Written task —
Reproduce every line of the material below word for word, from the first line to the last.

# start of Raw data

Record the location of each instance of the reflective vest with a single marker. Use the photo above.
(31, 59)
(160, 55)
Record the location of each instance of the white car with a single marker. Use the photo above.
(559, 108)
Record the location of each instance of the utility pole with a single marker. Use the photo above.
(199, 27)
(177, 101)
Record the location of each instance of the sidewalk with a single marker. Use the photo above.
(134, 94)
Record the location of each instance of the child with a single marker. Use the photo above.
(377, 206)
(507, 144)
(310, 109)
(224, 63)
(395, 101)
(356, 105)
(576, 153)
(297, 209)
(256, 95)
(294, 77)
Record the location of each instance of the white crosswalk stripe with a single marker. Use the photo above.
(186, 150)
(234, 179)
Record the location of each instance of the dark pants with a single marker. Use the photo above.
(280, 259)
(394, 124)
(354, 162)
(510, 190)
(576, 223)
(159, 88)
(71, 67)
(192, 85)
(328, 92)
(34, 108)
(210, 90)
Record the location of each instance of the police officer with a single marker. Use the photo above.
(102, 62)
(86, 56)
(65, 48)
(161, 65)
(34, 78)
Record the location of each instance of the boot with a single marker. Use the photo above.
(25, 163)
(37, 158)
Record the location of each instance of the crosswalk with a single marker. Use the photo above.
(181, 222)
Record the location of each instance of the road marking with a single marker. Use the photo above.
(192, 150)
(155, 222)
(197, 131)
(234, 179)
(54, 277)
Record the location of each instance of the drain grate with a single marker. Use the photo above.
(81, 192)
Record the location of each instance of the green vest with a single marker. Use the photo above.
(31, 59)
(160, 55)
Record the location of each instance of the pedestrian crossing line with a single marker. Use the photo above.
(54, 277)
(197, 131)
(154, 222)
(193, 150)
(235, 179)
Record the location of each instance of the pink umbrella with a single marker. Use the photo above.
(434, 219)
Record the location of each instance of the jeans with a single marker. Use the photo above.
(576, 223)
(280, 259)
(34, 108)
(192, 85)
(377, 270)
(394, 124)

# end of Raw data

Response —
Record the location of each instance of the reflective vest with a single marker. Use the photo above.
(31, 59)
(160, 55)
Record the location of each instance of the white car with a single marker. Use the photo above.
(559, 108)
Record the location of each instance of the utility pole with a single marker. Use the photo above.
(199, 27)
(177, 101)
Record the location of each instance of the sidewalk with a single marker. Use the photo above.
(134, 94)
Record the location of each instance of the child with a single marker. Use the photo above.
(377, 206)
(507, 144)
(310, 109)
(224, 63)
(395, 101)
(356, 105)
(576, 153)
(297, 209)
(256, 95)
(294, 77)
Record the location of each instance of the white crosswalk stripe with a single marker. Use the photo above.
(186, 150)
(234, 179)
Record the location of each instance of the dark pants with a single marker. Use the photo above.
(280, 259)
(394, 124)
(354, 162)
(510, 190)
(576, 223)
(159, 88)
(71, 67)
(192, 85)
(328, 92)
(34, 108)
(210, 90)
Record the location of each instance of the police officer with a single marker. Use the photo above.
(102, 62)
(86, 56)
(65, 48)
(161, 65)
(34, 78)
Record the location of each instance of the boot with a single marker. Use the photo above.
(25, 163)
(37, 158)
Record the location of each instance of the crosswalk with a single marker. Use the photo above.
(181, 222)
Record the location of each instance of the road marking with a single marker. Use the photo above.
(192, 150)
(155, 222)
(197, 131)
(234, 179)
(54, 277)
Record the location of each instance of the drain grate with a single marker. Use the photo above.
(81, 192)
Record the location of each instance of the green vest with a single marker. Use the photo above.
(31, 59)
(160, 55)
Record the location of each instance of the pedestrian crossing line with a single marker. Use the photo above.
(54, 277)
(197, 131)
(154, 222)
(193, 150)
(235, 179)
Record the location of each instance of the pink umbrella with a single marker. Use the photo above.
(434, 219)
Record the location of each instance of the jeans with a single marker. Use the photo above.
(576, 223)
(280, 259)
(34, 108)
(192, 85)
(377, 270)
(394, 124)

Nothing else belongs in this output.